> [What you will do]:
- 1) Answer these questions using the shrimp curry recipe.
(a) During what period was curry powder as we know it created?
(b) How many servings does the Chinese Shrimp Curry make?
(c) About how long are the shrimp stir-fried until they turn pink?
- 2) Summarize the shrimp curry recipe in two sentences.
- 3) Reproduce the shrimp curry recipe text between "Heat remaining 2" and "hot cooked rice.", inclusive.

> [Document text]:

- Opening Delimiter -

Curry powder as we know it was
created during the British Raj as a convenient distillation of
Indian flavors. It has no fixed combination of ingredients, so
there are many blends that vary in flavor and heat. My favorite,
called Madras Curry Powder, is only mildly hot. I use it to make
Jamaican-style curry, using chicken (rather than the traditional
goat), or with Singapore noodles - rice noodles stir-fried with
green peas, onions, shrimp and scrambled eggs. I also make this
Chinese curry, a stir-fry with asparagus and shrimp. It is excellent
served over brown rice.
Chinese Shrimp Curry - Makes 4 servings
1 Tbsp. cornstarch
2 tsp. curry powder (or more, according to taste)
1/2 tsp. sugar
1 Tbsp. reduced-sodium soy sauce
3/4 cup low-sodium, fat-free chicken broth
3 tsp. canola or peanut oil, divided
8 asparagus, cut in 1-inch pieces
1 red bell pepper, seeded and diced
1/4 lb. sugar snap peas (about 20), strings on both edges removed
2 tsp. peeled ginger, grated or minced
1 large garlic clove, minced
3/4 lb. medium shrimp, peeled and deveined
3 cups hot cooked rice, preferably brown
Combine cornstarch, curry and
sugar in a small bowl. Mix in soy sauce, then chicken broth.
In a wok or heavy skillet, heat
1 tsp. oil over high heat. Add asparagus, pepper, peas, ginger
and garlic. Stir-fry until vegetables are brightly colored, about
1 minute. Transfer them onto a plate with a slotted spoon.
Heat remaining 2 tsp. oil. Add
shrimp and stir-fry until they turn pink, about 1 minute. Return
vegetables to the pan. Stir sauce mixture to recombine and pour
into the pan. Simmer gently until shrimp are white in the center,
about 2 to 3 minutes. Serve immediately over hot cooked rice.
Per serving: 334 calories, 7
g. total fat (less than 1 g. saturated fat), 43 g. carbohydrate,
24 g. protein, 5 g. dietary fiber, 375 mg. sodium.

- Closing Delimiter -

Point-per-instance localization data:
- Opening Delimiter -

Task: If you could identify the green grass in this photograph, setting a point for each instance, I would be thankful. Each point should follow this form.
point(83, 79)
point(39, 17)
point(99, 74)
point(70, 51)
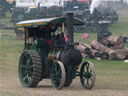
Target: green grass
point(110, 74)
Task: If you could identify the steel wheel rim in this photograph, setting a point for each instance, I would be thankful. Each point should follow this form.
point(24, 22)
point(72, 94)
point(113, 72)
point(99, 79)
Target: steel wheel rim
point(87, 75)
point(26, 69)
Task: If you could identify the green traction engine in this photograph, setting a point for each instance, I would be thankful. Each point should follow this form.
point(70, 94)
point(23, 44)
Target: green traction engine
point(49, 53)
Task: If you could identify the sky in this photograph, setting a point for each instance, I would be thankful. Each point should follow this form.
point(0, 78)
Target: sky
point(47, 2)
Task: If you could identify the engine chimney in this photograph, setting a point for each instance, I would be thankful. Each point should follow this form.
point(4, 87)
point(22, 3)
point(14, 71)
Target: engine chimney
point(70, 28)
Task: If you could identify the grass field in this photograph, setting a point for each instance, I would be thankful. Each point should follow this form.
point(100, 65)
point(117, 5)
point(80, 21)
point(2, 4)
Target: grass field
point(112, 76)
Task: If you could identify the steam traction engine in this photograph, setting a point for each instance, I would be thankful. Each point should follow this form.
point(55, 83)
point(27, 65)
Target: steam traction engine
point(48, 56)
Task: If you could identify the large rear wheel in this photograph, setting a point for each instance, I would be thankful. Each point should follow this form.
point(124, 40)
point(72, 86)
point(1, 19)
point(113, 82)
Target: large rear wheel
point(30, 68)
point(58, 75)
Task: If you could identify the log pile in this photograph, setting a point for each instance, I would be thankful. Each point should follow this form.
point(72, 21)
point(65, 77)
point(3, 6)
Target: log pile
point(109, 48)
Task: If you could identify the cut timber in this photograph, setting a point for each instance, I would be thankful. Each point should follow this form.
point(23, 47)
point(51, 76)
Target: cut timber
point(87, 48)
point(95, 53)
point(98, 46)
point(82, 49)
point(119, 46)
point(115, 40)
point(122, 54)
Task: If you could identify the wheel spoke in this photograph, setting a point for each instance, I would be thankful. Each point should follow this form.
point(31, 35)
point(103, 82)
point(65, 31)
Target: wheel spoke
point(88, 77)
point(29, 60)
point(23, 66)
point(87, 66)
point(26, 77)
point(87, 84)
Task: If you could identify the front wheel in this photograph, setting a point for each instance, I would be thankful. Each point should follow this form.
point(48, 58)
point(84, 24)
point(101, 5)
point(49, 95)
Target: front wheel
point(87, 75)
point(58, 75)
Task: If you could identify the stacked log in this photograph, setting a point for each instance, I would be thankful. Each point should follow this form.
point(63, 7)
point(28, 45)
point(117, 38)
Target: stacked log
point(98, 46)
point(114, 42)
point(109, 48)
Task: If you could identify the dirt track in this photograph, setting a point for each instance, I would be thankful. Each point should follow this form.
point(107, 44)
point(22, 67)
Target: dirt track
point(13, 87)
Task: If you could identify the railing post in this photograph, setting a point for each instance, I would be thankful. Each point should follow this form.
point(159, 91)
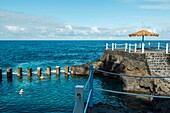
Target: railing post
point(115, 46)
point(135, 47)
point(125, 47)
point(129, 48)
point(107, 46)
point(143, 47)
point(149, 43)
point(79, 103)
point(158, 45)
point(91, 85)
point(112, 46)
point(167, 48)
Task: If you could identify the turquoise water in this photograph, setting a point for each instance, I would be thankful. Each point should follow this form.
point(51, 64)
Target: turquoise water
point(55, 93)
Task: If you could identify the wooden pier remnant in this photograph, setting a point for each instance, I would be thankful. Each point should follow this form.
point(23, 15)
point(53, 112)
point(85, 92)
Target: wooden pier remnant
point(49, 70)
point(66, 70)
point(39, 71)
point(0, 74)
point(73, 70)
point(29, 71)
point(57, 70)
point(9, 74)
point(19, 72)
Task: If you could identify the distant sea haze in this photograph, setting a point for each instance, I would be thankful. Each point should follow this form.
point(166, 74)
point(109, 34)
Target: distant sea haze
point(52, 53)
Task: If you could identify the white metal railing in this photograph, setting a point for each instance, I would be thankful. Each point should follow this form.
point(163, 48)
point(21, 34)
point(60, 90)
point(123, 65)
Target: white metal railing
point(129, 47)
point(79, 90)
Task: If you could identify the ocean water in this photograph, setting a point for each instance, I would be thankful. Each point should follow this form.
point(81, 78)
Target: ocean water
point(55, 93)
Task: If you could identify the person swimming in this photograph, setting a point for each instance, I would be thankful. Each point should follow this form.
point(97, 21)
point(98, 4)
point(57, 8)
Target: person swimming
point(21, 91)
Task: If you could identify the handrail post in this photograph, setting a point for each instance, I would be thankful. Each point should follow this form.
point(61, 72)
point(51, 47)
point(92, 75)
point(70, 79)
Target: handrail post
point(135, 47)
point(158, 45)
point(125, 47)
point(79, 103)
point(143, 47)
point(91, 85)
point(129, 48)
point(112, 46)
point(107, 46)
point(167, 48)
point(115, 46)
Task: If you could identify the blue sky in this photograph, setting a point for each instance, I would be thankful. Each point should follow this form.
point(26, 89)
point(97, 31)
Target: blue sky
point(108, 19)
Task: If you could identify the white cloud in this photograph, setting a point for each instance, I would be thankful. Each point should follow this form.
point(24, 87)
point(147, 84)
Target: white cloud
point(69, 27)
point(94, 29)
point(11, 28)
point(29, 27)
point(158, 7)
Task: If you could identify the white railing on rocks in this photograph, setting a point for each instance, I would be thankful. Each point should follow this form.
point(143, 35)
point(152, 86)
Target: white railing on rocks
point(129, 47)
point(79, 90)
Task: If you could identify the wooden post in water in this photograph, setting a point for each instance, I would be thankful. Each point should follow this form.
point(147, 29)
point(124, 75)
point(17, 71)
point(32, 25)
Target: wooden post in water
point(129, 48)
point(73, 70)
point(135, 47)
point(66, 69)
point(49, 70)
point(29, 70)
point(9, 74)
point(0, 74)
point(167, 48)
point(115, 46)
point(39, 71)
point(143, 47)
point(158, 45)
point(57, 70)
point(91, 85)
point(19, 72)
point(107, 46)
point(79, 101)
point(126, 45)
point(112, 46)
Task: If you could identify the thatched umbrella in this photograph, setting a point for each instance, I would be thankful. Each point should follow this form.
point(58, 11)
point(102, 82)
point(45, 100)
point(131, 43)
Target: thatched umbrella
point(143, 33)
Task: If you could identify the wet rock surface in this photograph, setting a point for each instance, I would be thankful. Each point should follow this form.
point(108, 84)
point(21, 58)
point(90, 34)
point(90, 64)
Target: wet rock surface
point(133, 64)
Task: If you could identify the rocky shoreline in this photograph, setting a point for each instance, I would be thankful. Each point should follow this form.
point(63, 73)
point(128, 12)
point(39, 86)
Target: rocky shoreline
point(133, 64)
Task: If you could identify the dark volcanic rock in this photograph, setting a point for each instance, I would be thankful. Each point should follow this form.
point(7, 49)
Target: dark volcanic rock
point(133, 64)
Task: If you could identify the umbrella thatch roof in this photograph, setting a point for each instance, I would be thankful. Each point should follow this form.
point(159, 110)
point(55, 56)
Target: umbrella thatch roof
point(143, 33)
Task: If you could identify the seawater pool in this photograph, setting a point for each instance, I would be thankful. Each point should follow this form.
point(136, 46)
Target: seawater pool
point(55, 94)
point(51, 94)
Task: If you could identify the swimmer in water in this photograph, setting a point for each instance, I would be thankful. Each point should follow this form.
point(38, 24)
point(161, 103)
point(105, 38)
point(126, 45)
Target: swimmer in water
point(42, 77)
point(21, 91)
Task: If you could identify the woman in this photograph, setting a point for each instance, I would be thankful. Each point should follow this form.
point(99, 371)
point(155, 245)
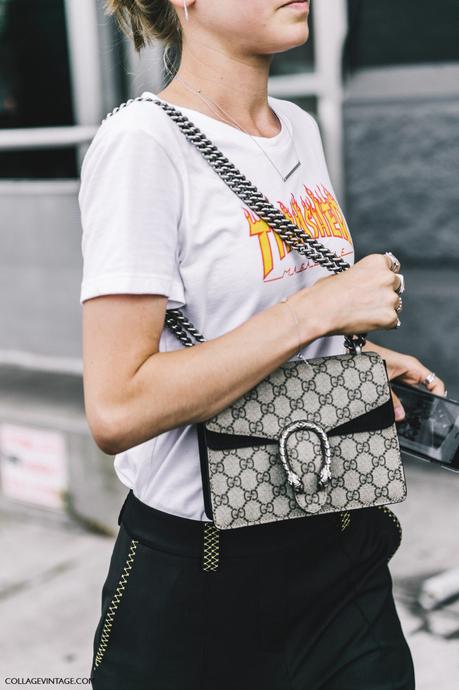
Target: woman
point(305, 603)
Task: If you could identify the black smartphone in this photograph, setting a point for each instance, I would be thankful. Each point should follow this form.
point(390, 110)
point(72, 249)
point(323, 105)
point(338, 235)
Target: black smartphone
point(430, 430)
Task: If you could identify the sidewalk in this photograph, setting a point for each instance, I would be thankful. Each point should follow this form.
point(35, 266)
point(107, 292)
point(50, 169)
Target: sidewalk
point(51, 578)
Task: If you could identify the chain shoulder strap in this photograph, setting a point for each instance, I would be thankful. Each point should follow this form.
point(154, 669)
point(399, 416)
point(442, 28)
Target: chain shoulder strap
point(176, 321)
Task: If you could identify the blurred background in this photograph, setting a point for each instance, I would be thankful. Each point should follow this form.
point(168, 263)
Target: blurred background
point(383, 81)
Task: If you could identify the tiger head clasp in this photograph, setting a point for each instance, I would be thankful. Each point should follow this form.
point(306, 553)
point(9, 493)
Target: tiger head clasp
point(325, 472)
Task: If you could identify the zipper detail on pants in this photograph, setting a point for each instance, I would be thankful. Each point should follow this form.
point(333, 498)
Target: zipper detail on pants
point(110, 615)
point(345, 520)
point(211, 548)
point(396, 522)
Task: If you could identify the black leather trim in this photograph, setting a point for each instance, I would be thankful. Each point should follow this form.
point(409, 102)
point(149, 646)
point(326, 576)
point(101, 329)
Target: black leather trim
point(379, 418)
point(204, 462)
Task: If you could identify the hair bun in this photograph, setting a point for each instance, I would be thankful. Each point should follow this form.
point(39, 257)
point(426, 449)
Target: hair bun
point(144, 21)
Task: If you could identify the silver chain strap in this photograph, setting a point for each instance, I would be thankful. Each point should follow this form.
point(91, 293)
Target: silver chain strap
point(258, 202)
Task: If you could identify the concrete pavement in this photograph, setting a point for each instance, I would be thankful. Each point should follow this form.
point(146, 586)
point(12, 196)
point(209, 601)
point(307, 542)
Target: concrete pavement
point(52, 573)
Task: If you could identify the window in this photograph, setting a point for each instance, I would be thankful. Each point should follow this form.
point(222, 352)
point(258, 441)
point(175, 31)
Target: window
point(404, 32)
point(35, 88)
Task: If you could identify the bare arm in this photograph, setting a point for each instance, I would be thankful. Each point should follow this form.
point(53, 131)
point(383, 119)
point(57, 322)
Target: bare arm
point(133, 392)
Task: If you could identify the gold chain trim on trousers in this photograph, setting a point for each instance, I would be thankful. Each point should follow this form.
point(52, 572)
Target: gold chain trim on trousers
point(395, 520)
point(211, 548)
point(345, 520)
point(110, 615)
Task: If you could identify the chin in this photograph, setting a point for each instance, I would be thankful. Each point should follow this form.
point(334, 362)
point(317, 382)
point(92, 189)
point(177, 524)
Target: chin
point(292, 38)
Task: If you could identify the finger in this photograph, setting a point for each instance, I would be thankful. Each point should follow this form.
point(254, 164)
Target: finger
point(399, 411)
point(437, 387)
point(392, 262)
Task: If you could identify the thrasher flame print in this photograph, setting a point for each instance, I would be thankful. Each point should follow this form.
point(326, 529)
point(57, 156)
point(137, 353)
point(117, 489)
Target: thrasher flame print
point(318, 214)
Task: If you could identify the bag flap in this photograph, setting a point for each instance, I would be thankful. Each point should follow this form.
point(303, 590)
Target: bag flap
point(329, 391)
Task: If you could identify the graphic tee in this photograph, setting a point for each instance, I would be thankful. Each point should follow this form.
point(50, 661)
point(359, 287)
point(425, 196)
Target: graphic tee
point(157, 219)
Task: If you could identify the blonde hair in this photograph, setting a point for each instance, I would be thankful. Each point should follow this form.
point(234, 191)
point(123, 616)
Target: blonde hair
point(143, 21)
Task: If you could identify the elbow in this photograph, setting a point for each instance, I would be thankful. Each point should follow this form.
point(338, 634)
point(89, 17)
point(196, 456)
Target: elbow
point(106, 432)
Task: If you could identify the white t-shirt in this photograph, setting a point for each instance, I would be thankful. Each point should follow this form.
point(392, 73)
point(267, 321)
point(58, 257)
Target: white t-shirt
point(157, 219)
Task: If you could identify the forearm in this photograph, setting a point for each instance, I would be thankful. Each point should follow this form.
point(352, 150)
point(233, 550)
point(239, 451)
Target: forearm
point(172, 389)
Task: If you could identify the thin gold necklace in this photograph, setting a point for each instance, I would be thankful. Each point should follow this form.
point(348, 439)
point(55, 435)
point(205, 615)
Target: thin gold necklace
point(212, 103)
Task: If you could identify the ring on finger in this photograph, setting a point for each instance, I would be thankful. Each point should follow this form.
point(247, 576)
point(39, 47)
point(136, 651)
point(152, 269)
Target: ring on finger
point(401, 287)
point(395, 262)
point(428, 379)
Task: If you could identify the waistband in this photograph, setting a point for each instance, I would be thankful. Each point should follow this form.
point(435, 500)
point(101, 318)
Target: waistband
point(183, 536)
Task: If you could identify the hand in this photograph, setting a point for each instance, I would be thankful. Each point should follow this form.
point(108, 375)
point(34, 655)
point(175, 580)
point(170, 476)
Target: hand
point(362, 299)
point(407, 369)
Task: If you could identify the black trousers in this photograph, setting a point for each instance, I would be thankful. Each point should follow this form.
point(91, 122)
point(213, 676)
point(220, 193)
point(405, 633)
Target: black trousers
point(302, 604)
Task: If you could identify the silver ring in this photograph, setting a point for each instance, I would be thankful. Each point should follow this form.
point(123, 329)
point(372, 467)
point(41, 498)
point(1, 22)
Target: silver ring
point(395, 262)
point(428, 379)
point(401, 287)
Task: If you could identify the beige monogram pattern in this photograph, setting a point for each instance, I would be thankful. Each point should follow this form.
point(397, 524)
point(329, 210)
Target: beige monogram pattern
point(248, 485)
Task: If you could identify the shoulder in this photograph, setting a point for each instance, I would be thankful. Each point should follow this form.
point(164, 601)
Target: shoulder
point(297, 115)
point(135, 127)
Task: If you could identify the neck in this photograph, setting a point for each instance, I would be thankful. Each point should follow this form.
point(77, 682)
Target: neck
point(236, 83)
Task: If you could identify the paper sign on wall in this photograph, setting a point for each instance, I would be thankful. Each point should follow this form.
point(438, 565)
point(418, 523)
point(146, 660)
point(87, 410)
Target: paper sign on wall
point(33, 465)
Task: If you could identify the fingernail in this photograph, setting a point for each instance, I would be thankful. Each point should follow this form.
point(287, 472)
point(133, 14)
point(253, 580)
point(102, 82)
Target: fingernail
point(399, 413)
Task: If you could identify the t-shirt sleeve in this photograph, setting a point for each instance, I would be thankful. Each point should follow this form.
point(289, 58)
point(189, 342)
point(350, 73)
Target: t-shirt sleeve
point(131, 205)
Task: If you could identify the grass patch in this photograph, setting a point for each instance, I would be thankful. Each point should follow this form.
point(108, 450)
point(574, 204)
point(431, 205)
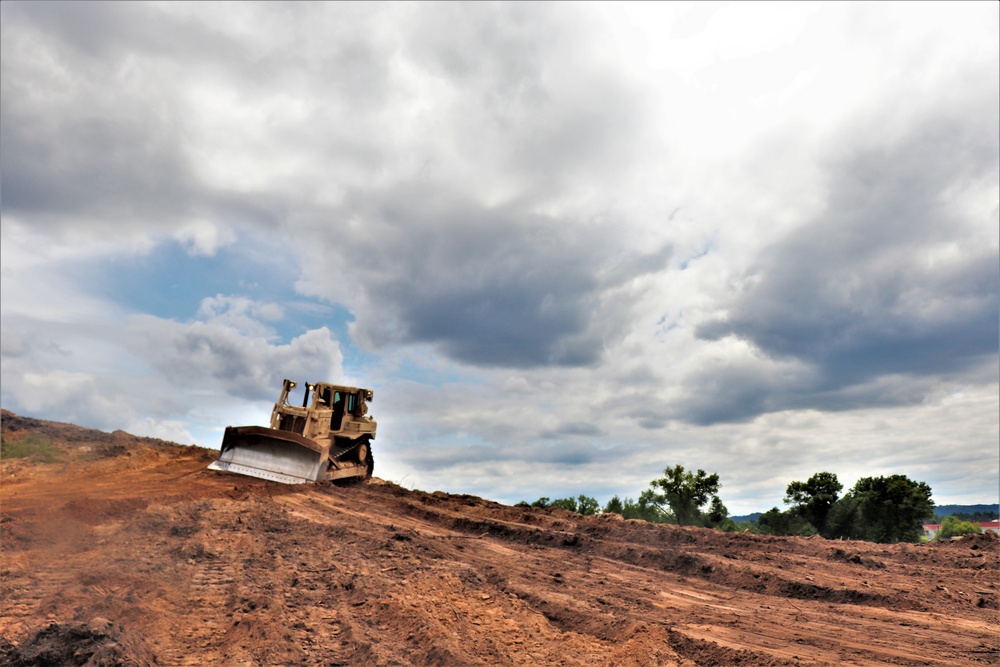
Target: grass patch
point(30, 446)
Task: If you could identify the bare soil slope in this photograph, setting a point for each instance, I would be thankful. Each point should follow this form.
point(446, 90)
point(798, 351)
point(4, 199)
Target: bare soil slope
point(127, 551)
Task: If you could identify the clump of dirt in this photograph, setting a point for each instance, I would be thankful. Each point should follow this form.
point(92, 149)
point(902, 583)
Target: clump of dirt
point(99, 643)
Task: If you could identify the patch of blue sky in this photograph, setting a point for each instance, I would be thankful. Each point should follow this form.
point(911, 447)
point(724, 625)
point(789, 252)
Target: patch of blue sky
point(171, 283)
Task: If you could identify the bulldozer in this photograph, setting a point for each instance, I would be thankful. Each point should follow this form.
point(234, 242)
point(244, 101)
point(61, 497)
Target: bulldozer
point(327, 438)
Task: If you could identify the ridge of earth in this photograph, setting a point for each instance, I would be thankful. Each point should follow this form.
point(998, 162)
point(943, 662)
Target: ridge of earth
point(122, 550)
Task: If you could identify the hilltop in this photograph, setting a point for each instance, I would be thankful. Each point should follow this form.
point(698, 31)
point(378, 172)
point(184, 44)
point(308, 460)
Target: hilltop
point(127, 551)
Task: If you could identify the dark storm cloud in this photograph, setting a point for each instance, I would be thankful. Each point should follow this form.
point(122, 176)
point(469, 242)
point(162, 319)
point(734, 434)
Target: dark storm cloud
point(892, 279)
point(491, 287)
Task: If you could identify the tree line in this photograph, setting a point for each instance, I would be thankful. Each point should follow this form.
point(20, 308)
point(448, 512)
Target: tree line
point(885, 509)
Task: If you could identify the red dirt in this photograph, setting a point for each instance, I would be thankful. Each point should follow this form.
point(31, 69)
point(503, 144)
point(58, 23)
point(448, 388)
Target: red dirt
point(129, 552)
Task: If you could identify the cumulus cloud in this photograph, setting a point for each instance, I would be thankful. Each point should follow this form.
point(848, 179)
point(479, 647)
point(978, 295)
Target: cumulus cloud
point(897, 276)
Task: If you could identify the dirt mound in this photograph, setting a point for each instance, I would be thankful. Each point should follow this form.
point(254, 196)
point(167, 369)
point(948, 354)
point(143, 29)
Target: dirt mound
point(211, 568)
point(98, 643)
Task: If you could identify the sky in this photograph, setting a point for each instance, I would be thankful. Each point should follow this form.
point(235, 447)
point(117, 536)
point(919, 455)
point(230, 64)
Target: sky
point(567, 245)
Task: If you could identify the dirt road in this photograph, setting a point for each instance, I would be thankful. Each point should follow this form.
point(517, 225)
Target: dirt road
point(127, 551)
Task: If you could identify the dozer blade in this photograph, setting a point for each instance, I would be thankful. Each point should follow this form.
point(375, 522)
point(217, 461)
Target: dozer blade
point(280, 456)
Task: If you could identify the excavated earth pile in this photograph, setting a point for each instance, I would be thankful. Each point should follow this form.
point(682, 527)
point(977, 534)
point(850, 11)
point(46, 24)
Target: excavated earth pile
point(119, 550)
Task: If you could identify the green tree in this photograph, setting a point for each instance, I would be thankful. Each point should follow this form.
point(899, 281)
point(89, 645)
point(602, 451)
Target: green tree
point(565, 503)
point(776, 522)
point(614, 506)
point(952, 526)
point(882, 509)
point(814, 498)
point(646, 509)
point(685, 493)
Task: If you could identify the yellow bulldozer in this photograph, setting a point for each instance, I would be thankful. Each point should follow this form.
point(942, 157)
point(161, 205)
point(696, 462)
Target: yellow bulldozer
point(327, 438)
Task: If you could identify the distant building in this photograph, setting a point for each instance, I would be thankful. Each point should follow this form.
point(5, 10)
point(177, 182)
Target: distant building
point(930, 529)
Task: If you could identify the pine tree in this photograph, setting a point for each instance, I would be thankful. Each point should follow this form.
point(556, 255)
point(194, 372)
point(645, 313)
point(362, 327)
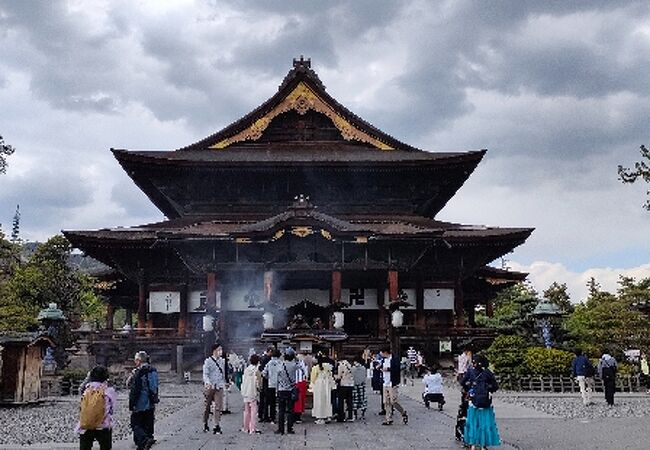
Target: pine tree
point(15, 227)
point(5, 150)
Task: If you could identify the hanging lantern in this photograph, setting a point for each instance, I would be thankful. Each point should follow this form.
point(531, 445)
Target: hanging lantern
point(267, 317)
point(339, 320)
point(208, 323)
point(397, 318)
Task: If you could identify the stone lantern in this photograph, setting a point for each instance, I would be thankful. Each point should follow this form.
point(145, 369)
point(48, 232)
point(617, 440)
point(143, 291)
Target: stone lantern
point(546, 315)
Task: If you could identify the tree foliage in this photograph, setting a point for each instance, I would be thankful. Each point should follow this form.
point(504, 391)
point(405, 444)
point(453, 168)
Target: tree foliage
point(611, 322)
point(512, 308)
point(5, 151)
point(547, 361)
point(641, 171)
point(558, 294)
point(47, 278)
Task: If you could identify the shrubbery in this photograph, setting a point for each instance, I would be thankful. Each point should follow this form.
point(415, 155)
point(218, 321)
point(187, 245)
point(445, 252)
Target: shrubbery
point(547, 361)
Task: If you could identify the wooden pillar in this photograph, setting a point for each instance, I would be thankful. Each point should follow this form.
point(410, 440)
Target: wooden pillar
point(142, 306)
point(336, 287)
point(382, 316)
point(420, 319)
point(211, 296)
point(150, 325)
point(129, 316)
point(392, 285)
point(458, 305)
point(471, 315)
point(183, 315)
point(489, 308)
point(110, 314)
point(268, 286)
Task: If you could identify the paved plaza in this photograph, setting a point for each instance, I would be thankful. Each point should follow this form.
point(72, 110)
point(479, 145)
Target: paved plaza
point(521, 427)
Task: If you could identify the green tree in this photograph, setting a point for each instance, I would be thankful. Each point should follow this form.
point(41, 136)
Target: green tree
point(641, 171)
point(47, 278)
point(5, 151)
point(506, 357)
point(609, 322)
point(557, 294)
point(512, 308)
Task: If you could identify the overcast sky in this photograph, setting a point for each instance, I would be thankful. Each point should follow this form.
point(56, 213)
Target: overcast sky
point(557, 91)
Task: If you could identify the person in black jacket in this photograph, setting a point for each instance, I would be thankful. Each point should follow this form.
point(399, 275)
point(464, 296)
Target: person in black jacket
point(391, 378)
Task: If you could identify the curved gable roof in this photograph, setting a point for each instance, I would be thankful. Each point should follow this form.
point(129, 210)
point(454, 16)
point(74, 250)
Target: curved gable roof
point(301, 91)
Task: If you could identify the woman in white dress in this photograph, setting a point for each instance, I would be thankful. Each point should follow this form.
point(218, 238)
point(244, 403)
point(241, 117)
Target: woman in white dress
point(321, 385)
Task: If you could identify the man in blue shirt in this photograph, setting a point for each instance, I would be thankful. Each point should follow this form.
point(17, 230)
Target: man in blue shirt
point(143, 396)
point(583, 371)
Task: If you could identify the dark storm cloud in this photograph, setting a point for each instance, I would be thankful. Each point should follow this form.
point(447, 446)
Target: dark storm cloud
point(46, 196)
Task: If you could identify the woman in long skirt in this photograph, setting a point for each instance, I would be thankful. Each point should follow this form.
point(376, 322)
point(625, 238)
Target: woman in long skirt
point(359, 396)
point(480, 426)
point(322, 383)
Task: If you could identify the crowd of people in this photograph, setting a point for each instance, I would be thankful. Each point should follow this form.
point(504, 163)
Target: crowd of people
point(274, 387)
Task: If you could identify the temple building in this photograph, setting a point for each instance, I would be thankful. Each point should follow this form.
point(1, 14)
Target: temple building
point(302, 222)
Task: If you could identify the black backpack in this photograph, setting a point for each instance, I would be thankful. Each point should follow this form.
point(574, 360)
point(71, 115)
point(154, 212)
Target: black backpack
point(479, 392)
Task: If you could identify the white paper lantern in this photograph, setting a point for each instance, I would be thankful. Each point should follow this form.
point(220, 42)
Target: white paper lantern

- Closing Delimiter -

> [Numbered responses]:
- 1)
(a) During the British Raj.
(b) 4 servings.
(c) About 1 minute.

- 2) Curry powder was created during the British Raj and has no fixed combination of ingredients, and the writer's favorite blend, Madras Curry Powder, is only mildly hot. The Chinese Shrimp Curry, which makes 4 servings, stir-fries asparagus, red bell pepper, sugar snap peas, ginger and garlic, then shrimp, and simmers them in a curry sauce before serving over hot cooked rice.

- 3)
Heat remaining 2 tsp. oil. Add
shrimp and stir-fry until they turn pink, about 1 minute. Return
vegetables to the pan. Stir sauce mixture to recombine and pour
into the pan. Simmer gently until shrimp are white in the center,
about 2 to 3 minutes. Serve immediately over hot cooked rice.